**TO DO**. Output the listing below verbatim, from its first line to its last.

**DATA EXTRACTS**.

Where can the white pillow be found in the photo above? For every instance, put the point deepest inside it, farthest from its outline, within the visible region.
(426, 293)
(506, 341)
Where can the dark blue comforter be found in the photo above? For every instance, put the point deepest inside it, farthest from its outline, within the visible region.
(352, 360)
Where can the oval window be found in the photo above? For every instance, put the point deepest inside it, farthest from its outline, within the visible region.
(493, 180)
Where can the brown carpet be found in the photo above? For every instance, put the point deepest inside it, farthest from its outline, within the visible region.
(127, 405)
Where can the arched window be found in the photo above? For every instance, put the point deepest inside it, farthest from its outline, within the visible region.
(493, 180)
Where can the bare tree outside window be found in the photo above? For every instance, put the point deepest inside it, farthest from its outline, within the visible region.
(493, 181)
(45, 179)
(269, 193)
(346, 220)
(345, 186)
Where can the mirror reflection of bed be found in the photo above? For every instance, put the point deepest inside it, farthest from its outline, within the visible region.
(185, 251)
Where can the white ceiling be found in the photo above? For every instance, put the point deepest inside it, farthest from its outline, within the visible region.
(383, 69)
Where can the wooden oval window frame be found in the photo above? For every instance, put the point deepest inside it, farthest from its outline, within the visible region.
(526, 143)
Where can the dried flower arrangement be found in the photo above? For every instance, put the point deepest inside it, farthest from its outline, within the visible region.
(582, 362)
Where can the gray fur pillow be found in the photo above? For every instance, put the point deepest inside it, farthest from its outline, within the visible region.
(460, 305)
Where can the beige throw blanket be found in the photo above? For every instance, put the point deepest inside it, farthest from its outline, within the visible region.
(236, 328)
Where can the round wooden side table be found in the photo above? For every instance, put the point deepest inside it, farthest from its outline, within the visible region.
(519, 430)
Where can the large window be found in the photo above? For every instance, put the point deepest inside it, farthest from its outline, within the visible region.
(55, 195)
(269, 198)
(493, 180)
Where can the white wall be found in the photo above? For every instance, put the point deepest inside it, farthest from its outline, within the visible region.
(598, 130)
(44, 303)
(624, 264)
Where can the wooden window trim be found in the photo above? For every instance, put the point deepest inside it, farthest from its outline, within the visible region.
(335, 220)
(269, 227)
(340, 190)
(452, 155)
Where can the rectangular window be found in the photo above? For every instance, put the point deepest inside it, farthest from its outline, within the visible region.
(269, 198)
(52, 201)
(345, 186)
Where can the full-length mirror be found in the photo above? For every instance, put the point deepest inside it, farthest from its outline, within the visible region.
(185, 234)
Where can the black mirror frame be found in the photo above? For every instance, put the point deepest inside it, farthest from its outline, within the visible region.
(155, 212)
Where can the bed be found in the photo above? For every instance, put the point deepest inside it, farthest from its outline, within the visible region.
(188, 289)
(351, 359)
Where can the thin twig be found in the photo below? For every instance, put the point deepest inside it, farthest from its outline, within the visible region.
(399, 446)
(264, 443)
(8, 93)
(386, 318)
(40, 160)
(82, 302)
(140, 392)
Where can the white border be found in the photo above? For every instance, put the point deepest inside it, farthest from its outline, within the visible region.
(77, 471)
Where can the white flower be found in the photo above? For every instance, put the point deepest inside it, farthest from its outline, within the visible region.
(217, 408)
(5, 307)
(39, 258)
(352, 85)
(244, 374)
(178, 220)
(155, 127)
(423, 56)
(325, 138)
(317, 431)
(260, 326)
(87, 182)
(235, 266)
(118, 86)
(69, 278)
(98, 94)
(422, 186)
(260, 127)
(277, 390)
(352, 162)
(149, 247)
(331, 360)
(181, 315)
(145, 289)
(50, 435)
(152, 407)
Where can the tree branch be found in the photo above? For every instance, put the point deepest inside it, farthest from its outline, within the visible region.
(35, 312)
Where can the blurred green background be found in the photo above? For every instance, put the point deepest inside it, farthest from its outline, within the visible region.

**ANSWER SECTION**.
Where can the white pillow be found in the photo above? For every instance, put the point deepest inside it, farthest from its outline, within the visible region.
(426, 293)
(506, 341)
Where can the dark blue comforter be found in the photo above? For every instance, put the point deepest inside it, farthest from its outline, within the visible region.
(352, 360)
Where can the oval window be found in the photo above? For every instance, put the point deepest inside it, farthest from its outline, within the visible region.
(493, 180)
Where can the brown carpet be found in the photo above? For every instance, put the point deepest inside it, farthest from its outline, within the visible region.
(127, 405)
Where can the arched window be found in the photo above? For every instance, put the point deepest inside it, farthest from its outline, within the visible region.
(493, 180)
Where can the bare tree outside window be found in the photo above? For every instance, put the point deepest inside it, farthest from its outline, within the visible region.
(493, 181)
(45, 179)
(269, 193)
(346, 220)
(345, 186)
Where can the mirror reflection of bed be found in the photo above? For every instance, put the point deepest inside it, farthest from its outline, within the visible region.
(185, 251)
Where can the white ceiling be found in the photo above? For every instance, put the point deepest inside it, farthest from its outline, within the visible region.
(383, 69)
Where can the wooden oval window frame be found in the photo above? For every instance, put the point deepest inside it, farthest from its outline, within the visible region.
(526, 143)
Where can the dried flower arrangement be found in the photo above? For every instance, put the point deepest inside it, farthest from its outline, within the visible region.
(582, 362)
Where can the gray fur pillow be found in the photo above? For every instance, put the point deepest inside it, farthest from its outline, within the visible region.
(460, 305)
Where can the beige throw blanket be found in the photo above? For every instance, put the point deepest inside it, farthest from its outline, within the visible region.
(236, 328)
Where can the round wooden side table be found in the photo above? For every instance, put the point deepest inside it, farthest from its outline, within the visible region.
(519, 430)
Where can the large window be found in the photo above? For every instance, put the point deepest inside it, farthest from its outline, within the visible region.
(55, 195)
(269, 198)
(493, 180)
Where can the white wall be found in the photo above? For every instance, put the point deepest inside it, farthest from its outline, within the visible region.
(598, 130)
(44, 303)
(624, 264)
Where can the wooden window trim be found in the photo above? For every instance, put the point deepest inside it, farthest from its outline, within the visible region.
(335, 220)
(269, 227)
(340, 190)
(452, 155)
Where can the rectangular window be found in the photo above? For every instance, put the point deepest inside it, farthest from its outline, within the visible region.
(269, 198)
(52, 201)
(345, 186)
Where can the full-length mirror be found in the photo above? For every instance, put the point deepest inside it, farthest from its outline, within the visible region.
(185, 234)
Where can the black mirror frame be found in the photo above? For every instance, put the point deepest inside it, farthest from its outline, within the visible region.
(155, 212)
Where can the bed be found in the photo above? For every instance, put the point deepest inside it, farthest from its outline, within the visible region.
(188, 289)
(351, 359)
Where can the thin twig be found in the photo below? For every instance, put the point deepest inside it, farthest from its outline, within the visible region.
(399, 446)
(264, 443)
(8, 93)
(386, 318)
(40, 160)
(82, 302)
(140, 392)
Where can the white border be found in the photo above? For every instance, put the point deepest inside it, farthest from its outline, within the visible region.
(77, 471)
Where can the white flower be found in the photo above? For every instance, put the point deepest inside it, farthest from its outline, within the visible region.
(217, 408)
(5, 307)
(39, 258)
(352, 85)
(244, 374)
(178, 220)
(155, 127)
(423, 56)
(325, 138)
(317, 431)
(260, 326)
(87, 182)
(235, 266)
(118, 86)
(69, 278)
(98, 94)
(422, 186)
(260, 127)
(277, 390)
(352, 162)
(149, 247)
(331, 360)
(181, 315)
(145, 289)
(50, 435)
(152, 407)
Where can the tree branch be found in the photo above? For every instance, put the point deepest inside it, farthest from its outline, within the visible region.
(35, 312)
Where can the blurred green background be found in the photo above? For every instance, put the point deepest inside it, farthest from its outline, within the visible region.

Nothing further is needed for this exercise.